**Recorded information**.
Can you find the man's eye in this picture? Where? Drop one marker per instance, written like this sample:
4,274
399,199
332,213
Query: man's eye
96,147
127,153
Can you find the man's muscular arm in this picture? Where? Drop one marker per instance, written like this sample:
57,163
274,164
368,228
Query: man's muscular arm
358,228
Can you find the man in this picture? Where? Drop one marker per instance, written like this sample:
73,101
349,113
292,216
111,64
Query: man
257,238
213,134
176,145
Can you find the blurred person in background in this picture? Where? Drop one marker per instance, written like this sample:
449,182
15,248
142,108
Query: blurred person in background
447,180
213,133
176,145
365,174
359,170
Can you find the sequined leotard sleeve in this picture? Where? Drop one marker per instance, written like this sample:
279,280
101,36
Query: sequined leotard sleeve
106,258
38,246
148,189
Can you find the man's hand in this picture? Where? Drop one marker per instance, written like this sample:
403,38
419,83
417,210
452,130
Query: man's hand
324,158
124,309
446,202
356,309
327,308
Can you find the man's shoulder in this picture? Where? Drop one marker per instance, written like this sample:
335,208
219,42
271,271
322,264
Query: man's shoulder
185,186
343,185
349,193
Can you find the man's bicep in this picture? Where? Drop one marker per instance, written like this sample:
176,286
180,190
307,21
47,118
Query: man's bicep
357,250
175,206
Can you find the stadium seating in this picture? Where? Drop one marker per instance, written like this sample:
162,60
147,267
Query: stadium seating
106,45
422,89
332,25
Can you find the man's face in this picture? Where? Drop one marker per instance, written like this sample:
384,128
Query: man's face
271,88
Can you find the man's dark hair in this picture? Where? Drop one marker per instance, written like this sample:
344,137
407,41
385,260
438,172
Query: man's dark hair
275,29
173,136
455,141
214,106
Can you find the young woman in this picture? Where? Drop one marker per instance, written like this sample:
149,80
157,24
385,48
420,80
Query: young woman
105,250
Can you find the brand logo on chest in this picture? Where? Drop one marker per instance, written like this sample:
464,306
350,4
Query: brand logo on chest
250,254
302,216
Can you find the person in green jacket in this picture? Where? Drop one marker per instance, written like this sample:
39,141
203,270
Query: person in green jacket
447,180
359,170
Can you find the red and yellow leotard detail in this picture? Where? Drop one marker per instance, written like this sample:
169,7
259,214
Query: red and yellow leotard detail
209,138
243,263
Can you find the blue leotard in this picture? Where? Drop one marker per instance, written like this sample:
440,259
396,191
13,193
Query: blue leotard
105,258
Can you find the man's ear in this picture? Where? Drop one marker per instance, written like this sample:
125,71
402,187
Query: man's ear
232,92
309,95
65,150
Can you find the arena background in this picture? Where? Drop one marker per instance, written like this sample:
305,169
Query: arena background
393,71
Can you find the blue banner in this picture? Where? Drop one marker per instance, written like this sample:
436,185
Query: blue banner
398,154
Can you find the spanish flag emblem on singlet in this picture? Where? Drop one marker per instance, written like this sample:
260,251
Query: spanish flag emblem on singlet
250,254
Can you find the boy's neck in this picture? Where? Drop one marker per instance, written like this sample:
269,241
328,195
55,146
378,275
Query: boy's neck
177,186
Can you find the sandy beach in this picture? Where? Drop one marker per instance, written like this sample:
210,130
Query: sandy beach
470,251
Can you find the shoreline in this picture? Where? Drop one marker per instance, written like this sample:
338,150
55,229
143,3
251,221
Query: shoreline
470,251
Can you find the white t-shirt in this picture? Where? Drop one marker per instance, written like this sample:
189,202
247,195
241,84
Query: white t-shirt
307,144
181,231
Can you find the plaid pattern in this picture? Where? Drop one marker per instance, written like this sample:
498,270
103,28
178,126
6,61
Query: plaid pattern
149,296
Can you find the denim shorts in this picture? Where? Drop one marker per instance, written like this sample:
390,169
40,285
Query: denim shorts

**Brief**. Present all of the rows above as a numbered list, one line per number, and leave out any blank lines.

**Answer**.
1. Can you find the man's eye in this picture? Where? Drop one marker per instance, written like this sample:
2. 4,274
3. 399,199
4. 332,213
5. Query: man's eye
6. 96,147
7. 127,153
8. Can you find the man's muscular arm in this picture? Where? Drop one marker per instance, written like this sample:
9. 57,163
10. 274,164
11. 368,228
12. Query: man's muscular arm
13. 358,228
14. Can you find the man in this picture? Where? Drop one marker per instance, written like this sample:
15. 73,101
16. 349,113
17. 292,216
18. 111,64
19. Query: man
20. 257,238
21. 213,134
22. 176,145
23. Can you find the blurred person in background in this picture? Where? Drop one marker per instance, written like this sample:
24. 449,182
25. 15,248
26. 142,108
27. Query: blurred person in background
28. 447,180
29. 213,133
30. 176,145
31. 365,174
32. 359,170
33. Can you find the sequined leotard sleeve in this picture? Where? Drop one marker per instance, written like this sample:
34. 279,280
35. 101,36
36. Query: sequined leotard sleeve
37. 106,258
38. 38,246
39. 148,189
40. Can you find the man's hand in this picture? Where? Drop one marker per instance, written like this sample:
41. 403,38
42. 419,83
43. 417,210
44. 452,130
45. Query: man's hand
46. 324,158
47. 124,309
48. 446,202
49. 356,309
50. 327,308
51. Can you find the man's shoulder in this picture? Where? Drop one marker per instance, written like this sample:
52. 335,208
53. 219,42
54. 271,271
55. 322,264
56. Query: man's shoulder
57. 185,186
58. 343,185
59. 349,193
60. Can you find the man's bicep in this picture? Where? Drop one marker per instance, written like this sample:
61. 176,286
62. 180,190
63. 307,21
64. 47,118
65. Query: man's bicep
66. 357,250
67. 175,206
68. Can you find the stadium seating in this picture? Where? Drop one marker per instance, written like this sample:
69. 162,60
70. 147,267
71. Query: stadium seating
72. 106,45
73. 422,89
74. 332,25
75. Can you find the man's face in this picture? Where? Drop one marker per instance, written like this sample:
76. 384,128
77. Query: man's face
78. 271,88
79. Can you find the man's dark hair in this picture? Where? Drop one marker per instance, written like this sample:
80. 344,137
81. 407,41
82. 385,260
83. 438,172
84. Query: man's dark hair
85. 275,29
86. 173,136
87. 455,141
88. 214,106
89. Can you find the young woman in this picture? Where? Drop one marker per instance, written like this sample:
90. 149,80
91. 157,24
92. 385,48
93. 420,80
94. Query: young woman
95. 105,250
96. Can you find the brand logo on chest in this picture? Where? Drop one marker per instance, written like this sample:
97. 464,306
98. 350,4
99. Query: brand logo on chest
100. 250,254
101. 302,216
102. Can you find the person in green jacket in this picture? Where? Drop one marker per instance, written like this sample:
103. 39,141
104. 203,270
105. Query: person in green jacket
106. 447,180
107. 359,170
108. Can you find the red and yellow leotard detail in this picture? Where? Drop one marker per instance, written like this sample:
109. 169,7
110. 259,214
111. Query: red and yellow leotard detail
112. 209,138
113. 243,263
114. Can you find the blue leotard in this picture? Where? Drop one marker per instance, written like this sample:
115. 440,259
116. 396,191
117. 13,193
118. Query: blue leotard
119. 105,258
120. Can you find the man's ear in this picture? Where? Drop one marker per instance, written like this sample:
121. 125,71
122. 402,187
123. Query: man's ear
124. 232,92
125. 309,95
126. 65,150
127. Can you find the arena background in this picture? Where? Drop one marker per instance, written like this sample:
128. 305,169
129. Query: arena background
130. 393,71
131. Can you find the blue banner in this picture? Where? Drop one marker per instance, written like this sample:
132. 436,185
133. Query: blue banner
134. 398,154
135. Can you find the spanish flag emblem on singlet in this picture? Where? Drop one marker per instance, written like this sample:
136. 260,251
137. Query: spanish flag emblem on singlet
138. 250,254
139. Can you find the boy's neck in this picture? Where? Drop one marker per instance, written like this sample:
140. 269,241
141. 328,195
142. 55,146
143. 378,275
144. Query: boy's neck
145. 177,186
146. Can you find the sandy beach in this picture? Where? Drop one marker per instance, written like this sample:
147. 210,130
148. Query: sandy beach
149. 470,251
150. Can you find the shoreline in this picture? Where? Drop one marker per instance, written like this sample:
151. 338,150
152. 55,229
153. 143,3
154. 251,221
155. Query: shoreline
156. 470,251
157. Can you find the white t-shirt in this picture? Where? Drop one marker per instance, written like this sample:
158. 189,202
159. 247,195
160. 241,84
161. Query: white t-shirt
162. 307,144
163. 181,231
164. Can you find the plaid pattern in this picture? Where? Drop one marker per instance, written like this sample:
165. 498,270
166. 103,28
167. 178,126
168. 6,61
169. Query: plaid pattern
170. 149,296
171. Can you find the denim shorts in this picture? Where? Drop one marker per instance, written like this sample:
172. 390,169
173. 40,285
174. Query: denim shorts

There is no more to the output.